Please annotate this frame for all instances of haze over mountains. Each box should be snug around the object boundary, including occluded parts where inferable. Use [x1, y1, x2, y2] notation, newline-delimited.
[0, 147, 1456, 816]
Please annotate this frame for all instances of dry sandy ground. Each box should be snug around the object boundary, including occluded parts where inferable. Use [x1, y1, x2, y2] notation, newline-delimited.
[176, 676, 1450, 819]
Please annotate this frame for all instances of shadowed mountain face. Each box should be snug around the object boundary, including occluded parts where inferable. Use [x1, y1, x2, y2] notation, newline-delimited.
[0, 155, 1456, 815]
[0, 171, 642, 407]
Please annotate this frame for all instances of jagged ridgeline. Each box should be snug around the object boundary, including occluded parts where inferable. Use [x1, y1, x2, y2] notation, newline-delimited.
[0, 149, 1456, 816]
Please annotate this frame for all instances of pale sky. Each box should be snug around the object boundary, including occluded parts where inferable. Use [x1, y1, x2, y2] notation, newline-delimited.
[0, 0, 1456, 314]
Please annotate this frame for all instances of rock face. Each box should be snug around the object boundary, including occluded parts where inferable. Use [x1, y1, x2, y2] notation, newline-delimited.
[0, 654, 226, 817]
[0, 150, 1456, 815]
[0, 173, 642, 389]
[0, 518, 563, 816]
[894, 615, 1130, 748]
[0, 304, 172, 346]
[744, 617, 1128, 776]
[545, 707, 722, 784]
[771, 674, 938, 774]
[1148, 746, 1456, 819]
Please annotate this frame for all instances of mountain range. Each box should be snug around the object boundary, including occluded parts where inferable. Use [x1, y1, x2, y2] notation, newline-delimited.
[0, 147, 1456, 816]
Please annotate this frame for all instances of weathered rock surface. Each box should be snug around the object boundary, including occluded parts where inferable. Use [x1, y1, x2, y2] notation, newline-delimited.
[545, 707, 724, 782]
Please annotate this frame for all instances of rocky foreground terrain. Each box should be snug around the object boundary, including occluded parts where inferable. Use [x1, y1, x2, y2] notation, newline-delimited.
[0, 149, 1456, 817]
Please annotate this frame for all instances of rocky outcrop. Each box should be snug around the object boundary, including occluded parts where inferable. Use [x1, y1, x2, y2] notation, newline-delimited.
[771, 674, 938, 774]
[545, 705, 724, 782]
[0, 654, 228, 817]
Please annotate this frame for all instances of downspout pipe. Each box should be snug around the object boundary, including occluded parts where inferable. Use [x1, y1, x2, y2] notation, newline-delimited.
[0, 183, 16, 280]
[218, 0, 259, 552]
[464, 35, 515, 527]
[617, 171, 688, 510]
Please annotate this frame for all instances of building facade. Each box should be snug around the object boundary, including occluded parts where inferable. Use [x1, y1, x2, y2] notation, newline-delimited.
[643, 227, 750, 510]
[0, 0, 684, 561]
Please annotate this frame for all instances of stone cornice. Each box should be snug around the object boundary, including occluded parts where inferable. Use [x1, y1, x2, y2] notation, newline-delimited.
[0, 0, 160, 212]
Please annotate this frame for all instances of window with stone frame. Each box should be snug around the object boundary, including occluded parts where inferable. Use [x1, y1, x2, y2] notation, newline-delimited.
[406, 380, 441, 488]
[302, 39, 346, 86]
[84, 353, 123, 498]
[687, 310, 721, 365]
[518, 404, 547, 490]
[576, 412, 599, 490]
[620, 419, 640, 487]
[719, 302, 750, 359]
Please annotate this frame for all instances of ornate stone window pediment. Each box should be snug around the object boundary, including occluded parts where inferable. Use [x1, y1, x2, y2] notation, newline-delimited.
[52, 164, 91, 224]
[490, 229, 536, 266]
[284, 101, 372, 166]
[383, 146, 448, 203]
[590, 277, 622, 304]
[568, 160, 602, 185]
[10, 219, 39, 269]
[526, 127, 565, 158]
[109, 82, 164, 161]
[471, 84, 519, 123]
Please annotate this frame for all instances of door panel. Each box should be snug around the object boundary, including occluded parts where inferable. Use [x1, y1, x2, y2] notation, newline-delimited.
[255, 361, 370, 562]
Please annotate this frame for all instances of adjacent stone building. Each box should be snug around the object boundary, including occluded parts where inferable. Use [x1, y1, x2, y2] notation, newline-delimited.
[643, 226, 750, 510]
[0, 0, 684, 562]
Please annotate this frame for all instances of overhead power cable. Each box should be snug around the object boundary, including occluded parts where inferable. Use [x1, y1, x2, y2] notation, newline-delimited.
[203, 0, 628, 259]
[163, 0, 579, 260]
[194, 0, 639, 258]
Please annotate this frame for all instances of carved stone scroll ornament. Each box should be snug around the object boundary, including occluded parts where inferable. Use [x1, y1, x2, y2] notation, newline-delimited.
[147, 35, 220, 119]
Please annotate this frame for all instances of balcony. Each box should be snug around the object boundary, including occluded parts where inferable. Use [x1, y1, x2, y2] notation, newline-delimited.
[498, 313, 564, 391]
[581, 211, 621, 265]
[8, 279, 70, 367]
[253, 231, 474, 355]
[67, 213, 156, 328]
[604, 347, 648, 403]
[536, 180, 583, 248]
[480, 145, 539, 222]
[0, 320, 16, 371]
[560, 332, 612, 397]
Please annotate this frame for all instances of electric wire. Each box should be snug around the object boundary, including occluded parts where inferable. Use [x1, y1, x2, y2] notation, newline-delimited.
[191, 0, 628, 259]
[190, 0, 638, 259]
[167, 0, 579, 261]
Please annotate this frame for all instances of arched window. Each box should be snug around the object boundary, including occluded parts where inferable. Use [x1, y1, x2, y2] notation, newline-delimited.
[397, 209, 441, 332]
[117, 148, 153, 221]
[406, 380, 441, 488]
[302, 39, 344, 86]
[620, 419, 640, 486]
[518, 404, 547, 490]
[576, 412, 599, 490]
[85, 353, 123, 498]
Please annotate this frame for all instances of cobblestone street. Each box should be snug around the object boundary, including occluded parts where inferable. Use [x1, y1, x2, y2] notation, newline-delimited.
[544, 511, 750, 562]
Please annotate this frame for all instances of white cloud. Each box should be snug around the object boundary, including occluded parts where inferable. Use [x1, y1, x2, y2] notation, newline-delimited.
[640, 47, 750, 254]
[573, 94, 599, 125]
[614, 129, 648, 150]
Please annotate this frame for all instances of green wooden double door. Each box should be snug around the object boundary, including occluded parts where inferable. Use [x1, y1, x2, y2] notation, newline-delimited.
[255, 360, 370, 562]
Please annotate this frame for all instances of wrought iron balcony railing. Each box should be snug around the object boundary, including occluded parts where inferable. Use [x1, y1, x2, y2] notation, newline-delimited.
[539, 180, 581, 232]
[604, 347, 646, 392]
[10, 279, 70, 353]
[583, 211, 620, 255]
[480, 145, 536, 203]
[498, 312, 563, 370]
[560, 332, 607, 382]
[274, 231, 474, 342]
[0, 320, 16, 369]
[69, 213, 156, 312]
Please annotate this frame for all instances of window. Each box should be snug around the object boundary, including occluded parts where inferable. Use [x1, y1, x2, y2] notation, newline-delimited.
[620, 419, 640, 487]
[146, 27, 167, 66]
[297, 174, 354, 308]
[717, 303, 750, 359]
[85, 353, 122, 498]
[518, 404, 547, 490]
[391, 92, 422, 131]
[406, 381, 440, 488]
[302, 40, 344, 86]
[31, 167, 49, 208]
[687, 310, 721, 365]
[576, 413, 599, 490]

_Your goal_. Find every line in the rows above that contains the string "ridgeline" and copy each one out in full, matching case exactly.

_Exercise result_.
Please annotate this frame for all instances of jagged ridgeline. Each box should be snug around the object boundary, including occluded parts where inferable. Use [x1, y1, x2, y2] notation, newline-delimited.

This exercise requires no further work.